## EXERCISES
1. Answer these questions about the page on using AI coding agents:
(a) For what kind of work does it recommend faster models?
(b) Which workspace option does it call useful when environment setup is the hard part?
(c) What activity does it compare to concluding that coding agents are "not good"?
2. Which surfaces does the page on using AI coding agents list under "Choose the right surface," and what does it say each one offers?

## SELECTED EXTRACT
● ● ● ●

How to Use AI Coding Agents Effectively

101

Model Agent Tools Workspace Checks

Know which layer you are changing before you blame the agent.

Models

Choose models by risk

Use stronger reasoning for ambiguous, unfamiliar, expensive work
Use faster models for cheap, reversible, mechanical work
Switch when the task changes

Surfaces

Choose the right surface

IDE: direct edits with tight human steering
CLI: repo, shell, and Atlassian context
Chat: explanation without a real feedback loop

Context

Give the agent safe reach

MCP: tools and data without copy-paste
Skills and memory: instructions that survive the chat
AI Gateway: model access for internal AI features

Workspace

Run where checks are real

Local: fastest when setup already works
Volt: useful when environment setup is the hard part
Worktrees: isolate parallel attempts

Many people use coding agents for a bit, get frustrated, and conclude "they're not good."

That's like picking up a guitar, fumbling through a few chords, and concluding guitars don't work.

The people getting the most out of agents aren't using better tools.

They built the skill to use them well.

Plan · Execute · Review · Verify

Different jobs. Different contexts. Different artifacts.

● ● ● ●

## RAW RECORDS
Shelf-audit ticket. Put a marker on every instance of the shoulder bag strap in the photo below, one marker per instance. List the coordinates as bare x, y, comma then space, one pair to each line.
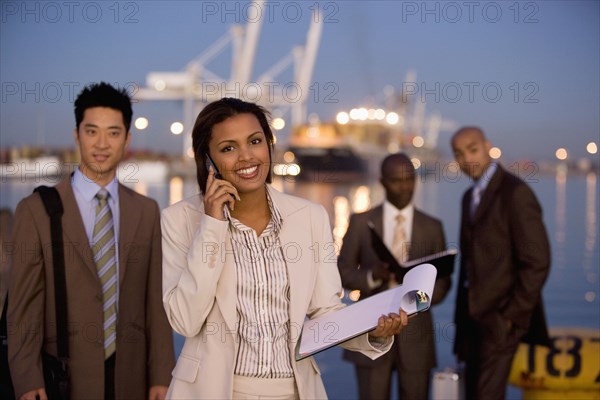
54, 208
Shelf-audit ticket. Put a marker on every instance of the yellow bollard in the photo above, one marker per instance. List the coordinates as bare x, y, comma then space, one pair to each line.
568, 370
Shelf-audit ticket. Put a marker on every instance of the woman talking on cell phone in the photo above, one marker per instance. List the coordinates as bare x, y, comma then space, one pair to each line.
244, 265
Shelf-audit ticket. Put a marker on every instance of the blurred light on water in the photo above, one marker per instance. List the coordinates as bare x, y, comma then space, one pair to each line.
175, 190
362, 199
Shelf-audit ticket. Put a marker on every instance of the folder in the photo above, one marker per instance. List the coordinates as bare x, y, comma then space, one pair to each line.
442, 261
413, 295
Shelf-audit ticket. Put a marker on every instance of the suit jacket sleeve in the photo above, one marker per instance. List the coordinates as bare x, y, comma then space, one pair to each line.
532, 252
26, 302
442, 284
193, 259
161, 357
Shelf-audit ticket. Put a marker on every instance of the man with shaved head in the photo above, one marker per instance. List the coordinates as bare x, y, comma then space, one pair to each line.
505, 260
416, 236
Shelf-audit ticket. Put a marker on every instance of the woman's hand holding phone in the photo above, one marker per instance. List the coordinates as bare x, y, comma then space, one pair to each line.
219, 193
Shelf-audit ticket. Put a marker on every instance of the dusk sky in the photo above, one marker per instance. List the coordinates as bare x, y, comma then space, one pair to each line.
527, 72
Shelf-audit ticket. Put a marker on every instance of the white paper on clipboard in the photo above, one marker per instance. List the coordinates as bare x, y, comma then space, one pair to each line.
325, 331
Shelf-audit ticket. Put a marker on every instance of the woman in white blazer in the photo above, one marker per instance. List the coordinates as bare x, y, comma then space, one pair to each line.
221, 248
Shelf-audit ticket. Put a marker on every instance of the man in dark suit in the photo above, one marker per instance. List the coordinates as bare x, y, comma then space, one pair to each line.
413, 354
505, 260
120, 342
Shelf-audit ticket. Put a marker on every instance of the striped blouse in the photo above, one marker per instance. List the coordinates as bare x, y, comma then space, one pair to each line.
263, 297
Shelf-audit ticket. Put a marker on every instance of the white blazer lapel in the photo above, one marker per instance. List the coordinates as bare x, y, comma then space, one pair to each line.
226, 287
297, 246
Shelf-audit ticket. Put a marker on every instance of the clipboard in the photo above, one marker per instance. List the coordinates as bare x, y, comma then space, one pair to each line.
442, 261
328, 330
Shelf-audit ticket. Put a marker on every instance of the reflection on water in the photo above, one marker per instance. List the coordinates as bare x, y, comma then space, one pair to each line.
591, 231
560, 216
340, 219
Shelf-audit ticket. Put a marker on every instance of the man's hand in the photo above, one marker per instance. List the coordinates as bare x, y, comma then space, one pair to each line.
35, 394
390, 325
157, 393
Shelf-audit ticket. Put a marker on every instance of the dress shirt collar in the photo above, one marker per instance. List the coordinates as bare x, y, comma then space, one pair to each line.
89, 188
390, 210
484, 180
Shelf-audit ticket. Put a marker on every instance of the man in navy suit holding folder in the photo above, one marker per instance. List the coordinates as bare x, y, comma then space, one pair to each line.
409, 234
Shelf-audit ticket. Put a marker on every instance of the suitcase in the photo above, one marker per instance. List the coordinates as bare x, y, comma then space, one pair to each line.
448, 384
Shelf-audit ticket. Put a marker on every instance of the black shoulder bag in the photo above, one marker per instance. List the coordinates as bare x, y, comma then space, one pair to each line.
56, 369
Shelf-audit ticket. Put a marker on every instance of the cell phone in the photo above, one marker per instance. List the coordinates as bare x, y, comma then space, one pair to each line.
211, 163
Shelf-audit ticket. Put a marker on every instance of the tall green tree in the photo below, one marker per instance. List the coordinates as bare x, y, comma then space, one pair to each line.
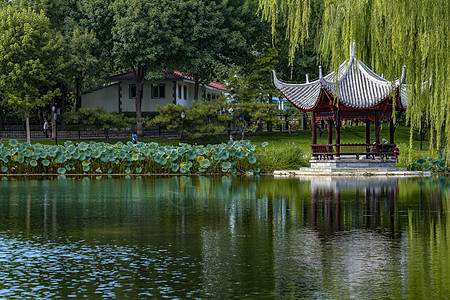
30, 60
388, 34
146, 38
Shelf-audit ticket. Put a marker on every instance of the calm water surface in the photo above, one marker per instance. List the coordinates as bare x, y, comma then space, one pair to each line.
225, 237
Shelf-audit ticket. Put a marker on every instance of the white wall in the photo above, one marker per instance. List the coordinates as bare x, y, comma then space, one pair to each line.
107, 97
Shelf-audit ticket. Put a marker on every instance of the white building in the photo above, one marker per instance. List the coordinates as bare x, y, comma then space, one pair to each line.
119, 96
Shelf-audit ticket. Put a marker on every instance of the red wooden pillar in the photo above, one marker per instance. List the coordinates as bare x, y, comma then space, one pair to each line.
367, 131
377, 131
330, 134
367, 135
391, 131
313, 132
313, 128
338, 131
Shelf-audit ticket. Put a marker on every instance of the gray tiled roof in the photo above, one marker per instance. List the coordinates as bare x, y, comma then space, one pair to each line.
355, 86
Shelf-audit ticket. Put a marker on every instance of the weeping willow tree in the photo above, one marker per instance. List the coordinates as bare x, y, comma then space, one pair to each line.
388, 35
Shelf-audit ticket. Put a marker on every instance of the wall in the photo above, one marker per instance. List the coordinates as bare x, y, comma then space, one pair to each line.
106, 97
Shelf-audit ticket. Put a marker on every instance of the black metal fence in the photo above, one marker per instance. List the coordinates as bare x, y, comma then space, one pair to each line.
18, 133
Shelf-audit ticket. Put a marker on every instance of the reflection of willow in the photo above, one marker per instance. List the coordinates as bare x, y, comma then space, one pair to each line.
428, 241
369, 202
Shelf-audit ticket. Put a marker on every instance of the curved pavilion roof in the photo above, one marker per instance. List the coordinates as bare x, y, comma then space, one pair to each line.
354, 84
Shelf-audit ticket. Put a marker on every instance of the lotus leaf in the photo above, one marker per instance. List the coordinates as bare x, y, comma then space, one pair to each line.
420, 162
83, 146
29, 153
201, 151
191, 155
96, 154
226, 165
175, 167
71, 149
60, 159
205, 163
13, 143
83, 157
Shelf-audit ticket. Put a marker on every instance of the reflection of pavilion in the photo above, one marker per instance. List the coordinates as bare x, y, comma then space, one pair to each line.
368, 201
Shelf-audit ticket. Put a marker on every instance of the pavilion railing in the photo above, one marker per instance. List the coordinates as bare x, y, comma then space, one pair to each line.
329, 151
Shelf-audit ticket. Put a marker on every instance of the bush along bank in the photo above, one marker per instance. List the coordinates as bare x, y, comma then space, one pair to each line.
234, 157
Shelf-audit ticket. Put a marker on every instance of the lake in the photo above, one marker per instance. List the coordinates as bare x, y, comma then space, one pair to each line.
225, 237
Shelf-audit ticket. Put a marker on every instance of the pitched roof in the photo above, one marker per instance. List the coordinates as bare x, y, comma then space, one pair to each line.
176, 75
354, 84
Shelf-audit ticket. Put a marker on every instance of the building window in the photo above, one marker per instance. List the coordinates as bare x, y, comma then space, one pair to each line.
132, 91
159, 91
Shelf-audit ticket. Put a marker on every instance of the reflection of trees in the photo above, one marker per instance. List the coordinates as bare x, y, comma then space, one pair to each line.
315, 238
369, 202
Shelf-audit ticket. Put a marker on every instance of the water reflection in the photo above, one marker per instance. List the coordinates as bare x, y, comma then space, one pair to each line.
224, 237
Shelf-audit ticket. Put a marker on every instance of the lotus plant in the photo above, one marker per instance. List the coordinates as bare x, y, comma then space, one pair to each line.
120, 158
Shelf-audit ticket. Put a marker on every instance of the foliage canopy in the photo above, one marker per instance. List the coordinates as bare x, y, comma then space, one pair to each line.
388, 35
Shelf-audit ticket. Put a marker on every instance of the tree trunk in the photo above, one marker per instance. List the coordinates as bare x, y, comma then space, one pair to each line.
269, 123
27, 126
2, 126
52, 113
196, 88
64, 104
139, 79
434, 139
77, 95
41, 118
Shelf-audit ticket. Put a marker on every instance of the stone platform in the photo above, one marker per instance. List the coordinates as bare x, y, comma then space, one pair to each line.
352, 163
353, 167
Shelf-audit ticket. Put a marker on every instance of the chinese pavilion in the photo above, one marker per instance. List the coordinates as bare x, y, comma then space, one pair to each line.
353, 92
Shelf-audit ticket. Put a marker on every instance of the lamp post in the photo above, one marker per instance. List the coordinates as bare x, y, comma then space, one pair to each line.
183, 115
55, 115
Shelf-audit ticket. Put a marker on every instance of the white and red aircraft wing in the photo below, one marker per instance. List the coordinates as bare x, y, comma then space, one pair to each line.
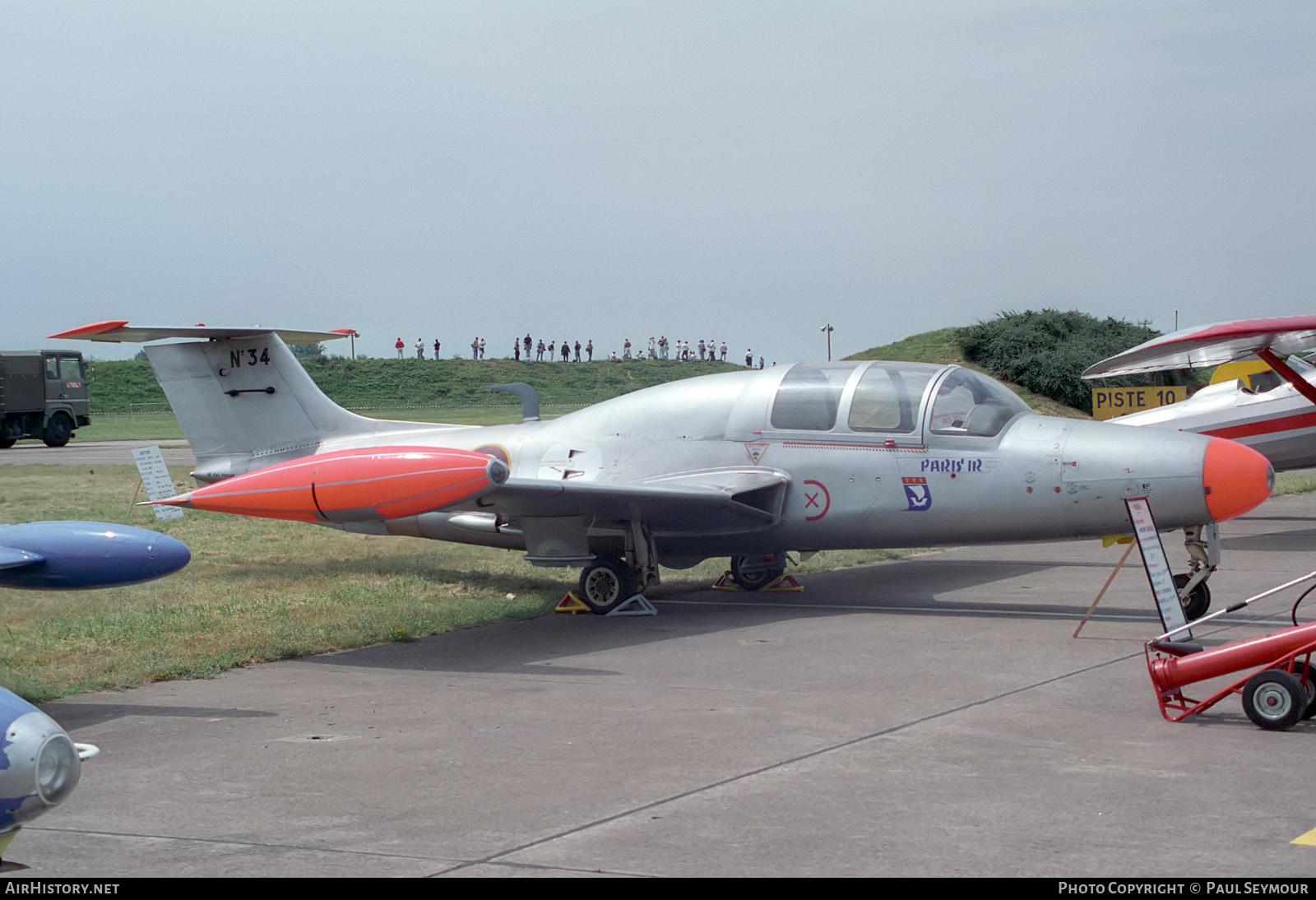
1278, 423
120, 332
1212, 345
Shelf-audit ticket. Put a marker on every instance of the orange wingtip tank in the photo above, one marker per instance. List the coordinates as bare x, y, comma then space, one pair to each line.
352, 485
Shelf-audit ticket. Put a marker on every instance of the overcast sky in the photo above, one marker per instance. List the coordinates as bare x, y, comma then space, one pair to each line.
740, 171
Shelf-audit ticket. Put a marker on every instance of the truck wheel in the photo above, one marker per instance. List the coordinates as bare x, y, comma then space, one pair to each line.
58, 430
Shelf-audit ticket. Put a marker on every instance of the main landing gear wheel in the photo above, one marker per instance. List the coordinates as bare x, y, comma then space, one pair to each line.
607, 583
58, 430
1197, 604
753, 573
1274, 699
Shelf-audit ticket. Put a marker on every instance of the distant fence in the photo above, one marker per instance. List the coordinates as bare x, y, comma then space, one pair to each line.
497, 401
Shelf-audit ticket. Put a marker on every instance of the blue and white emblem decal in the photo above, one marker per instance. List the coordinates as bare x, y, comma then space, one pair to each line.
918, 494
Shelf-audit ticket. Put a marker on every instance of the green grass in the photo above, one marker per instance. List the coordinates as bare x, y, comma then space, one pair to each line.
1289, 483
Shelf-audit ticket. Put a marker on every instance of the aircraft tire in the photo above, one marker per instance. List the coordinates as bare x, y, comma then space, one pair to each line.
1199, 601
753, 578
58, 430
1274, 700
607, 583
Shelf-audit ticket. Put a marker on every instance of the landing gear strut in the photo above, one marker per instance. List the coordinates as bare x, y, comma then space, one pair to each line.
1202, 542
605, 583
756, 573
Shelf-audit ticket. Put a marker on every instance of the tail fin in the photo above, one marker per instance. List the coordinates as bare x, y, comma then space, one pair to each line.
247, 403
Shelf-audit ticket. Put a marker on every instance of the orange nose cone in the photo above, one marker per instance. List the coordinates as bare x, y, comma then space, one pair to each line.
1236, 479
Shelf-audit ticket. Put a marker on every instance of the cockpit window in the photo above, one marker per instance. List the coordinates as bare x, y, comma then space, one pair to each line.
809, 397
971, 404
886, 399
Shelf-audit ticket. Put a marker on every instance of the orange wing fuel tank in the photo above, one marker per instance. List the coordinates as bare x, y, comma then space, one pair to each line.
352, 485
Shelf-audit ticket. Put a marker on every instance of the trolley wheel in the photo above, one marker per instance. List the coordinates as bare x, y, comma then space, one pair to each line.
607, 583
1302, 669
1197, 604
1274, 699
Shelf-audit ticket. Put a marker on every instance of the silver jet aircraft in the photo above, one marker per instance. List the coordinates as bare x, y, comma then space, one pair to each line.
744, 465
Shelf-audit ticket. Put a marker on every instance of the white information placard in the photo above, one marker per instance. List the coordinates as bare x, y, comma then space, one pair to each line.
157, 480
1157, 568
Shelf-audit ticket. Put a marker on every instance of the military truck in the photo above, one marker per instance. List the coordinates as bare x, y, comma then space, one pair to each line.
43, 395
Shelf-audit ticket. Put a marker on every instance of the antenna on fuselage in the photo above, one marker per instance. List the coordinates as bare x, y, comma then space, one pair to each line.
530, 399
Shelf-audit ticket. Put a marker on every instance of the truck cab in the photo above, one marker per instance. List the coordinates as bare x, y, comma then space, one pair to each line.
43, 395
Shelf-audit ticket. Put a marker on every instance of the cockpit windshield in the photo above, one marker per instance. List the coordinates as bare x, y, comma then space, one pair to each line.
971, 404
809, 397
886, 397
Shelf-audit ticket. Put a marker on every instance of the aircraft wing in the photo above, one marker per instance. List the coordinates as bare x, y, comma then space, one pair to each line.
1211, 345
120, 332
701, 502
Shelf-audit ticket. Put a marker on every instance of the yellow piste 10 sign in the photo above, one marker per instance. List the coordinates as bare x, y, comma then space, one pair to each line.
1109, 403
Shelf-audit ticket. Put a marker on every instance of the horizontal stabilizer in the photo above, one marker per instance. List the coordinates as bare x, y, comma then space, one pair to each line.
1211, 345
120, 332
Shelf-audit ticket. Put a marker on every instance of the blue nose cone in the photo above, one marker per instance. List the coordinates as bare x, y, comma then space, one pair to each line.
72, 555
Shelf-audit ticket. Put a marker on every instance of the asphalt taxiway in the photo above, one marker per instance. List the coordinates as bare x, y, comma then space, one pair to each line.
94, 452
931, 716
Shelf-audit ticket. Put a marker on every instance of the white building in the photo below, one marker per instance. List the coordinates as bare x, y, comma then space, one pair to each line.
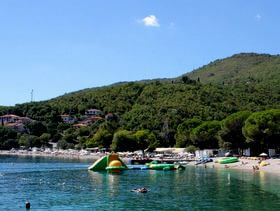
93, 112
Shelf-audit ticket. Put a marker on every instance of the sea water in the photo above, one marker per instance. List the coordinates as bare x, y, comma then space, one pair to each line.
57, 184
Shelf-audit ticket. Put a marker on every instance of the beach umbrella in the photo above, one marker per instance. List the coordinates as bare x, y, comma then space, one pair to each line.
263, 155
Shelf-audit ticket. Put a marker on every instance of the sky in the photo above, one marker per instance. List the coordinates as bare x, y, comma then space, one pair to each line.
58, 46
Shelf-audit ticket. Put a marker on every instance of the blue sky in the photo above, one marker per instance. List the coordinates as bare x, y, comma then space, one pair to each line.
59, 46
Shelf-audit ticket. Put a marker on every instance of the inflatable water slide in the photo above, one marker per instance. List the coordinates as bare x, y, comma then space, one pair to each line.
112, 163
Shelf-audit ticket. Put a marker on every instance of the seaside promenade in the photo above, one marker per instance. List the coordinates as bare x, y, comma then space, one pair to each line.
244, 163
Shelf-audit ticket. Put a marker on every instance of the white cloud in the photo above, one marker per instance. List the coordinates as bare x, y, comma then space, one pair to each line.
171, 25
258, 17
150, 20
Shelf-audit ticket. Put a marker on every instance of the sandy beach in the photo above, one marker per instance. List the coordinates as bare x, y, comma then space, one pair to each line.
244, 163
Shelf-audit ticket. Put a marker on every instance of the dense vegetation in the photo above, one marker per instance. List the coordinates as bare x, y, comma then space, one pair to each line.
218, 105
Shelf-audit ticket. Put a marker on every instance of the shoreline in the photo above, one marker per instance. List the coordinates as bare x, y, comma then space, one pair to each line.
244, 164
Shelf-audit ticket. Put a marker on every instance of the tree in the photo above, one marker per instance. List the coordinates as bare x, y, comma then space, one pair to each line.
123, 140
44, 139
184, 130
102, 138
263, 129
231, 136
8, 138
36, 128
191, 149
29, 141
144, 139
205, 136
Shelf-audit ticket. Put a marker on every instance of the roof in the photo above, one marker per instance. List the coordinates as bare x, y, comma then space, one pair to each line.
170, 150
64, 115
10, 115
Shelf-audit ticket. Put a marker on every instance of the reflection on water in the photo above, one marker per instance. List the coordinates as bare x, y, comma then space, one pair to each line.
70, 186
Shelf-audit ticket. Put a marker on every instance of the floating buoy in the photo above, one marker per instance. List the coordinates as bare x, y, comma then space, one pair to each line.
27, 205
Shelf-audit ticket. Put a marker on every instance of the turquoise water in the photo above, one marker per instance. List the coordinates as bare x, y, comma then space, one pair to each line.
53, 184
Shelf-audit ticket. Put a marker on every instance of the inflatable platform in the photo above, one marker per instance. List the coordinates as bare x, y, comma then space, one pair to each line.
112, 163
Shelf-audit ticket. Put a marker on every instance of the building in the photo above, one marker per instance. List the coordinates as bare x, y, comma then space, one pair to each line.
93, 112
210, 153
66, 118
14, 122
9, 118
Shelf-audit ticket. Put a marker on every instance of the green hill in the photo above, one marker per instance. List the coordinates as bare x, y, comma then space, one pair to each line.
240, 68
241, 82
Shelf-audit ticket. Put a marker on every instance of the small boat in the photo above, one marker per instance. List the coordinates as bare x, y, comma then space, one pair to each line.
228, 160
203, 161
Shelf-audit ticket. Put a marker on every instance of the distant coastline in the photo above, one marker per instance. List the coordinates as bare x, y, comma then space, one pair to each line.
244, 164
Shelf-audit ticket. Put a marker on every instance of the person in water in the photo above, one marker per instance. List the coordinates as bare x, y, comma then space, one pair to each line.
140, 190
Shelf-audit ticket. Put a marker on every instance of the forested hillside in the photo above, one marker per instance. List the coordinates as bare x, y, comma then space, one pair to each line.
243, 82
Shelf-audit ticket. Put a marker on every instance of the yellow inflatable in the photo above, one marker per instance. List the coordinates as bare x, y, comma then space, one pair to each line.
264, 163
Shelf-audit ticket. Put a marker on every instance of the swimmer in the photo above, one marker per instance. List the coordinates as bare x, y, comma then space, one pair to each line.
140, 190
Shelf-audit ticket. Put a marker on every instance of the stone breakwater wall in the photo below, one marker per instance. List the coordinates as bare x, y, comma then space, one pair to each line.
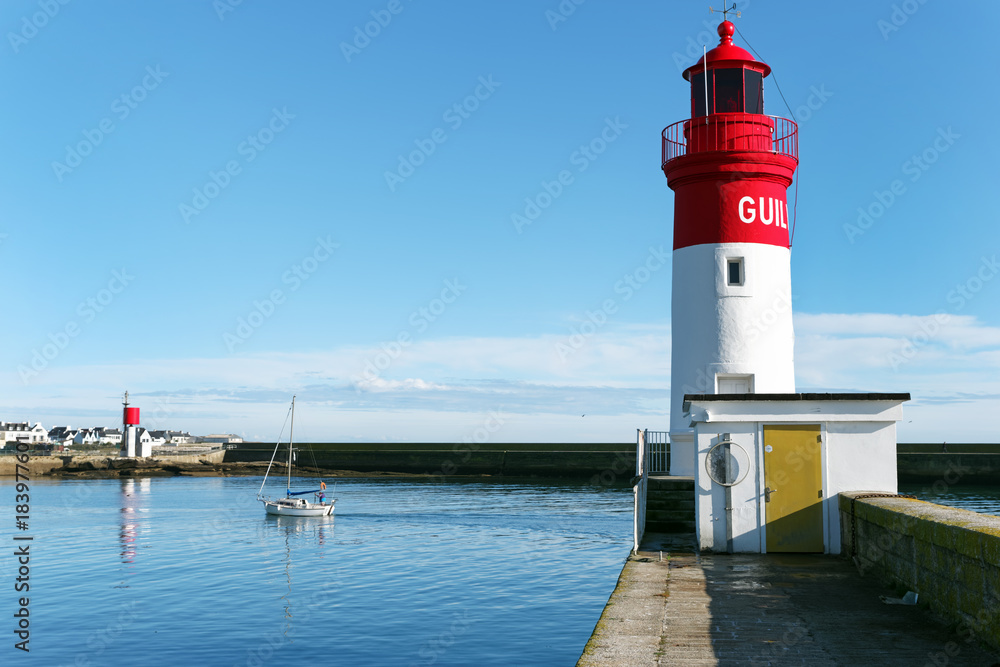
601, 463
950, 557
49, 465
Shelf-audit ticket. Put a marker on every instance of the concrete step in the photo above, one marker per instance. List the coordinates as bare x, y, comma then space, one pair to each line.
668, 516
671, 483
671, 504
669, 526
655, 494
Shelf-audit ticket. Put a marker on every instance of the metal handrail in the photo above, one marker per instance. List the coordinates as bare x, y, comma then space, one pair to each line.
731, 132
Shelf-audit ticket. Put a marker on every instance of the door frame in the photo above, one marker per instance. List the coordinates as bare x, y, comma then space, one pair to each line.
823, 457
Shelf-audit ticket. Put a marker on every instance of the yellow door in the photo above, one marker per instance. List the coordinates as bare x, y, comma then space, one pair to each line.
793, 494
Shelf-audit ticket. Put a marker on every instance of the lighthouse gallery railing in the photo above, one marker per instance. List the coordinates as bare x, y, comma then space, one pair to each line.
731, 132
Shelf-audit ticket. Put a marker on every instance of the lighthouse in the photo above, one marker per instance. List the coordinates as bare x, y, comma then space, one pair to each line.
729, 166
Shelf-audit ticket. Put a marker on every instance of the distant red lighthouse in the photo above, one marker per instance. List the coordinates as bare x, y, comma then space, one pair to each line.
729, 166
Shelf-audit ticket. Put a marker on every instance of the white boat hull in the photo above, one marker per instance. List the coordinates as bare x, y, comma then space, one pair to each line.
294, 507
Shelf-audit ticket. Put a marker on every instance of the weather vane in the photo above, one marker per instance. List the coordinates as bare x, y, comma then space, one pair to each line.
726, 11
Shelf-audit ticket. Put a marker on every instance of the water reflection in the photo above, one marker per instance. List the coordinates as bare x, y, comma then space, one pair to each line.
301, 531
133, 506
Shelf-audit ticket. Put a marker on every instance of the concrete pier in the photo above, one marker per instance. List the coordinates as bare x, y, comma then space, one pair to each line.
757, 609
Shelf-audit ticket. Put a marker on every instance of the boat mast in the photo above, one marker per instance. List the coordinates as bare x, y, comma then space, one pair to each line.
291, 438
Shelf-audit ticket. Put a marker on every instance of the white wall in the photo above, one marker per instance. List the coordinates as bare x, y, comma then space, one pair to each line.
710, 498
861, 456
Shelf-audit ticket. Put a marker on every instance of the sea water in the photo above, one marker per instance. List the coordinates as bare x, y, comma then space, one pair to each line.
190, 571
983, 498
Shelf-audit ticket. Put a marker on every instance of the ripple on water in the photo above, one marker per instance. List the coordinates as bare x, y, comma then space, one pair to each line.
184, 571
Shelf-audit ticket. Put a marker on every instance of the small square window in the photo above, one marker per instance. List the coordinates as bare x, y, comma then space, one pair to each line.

● ● ● ●

## EXERCISE ANSWERS
1.
(a) Cheap, reversible, mechanical work.
(b) Volt.
(c) Picking up a guitar, fumbling through a few chords, and concluding guitars don't work.

2.
- IDE: direct edits with tight human steering
- CLI: repo, shell, and Atlassian context
- Chat: explanation without a real feedback loop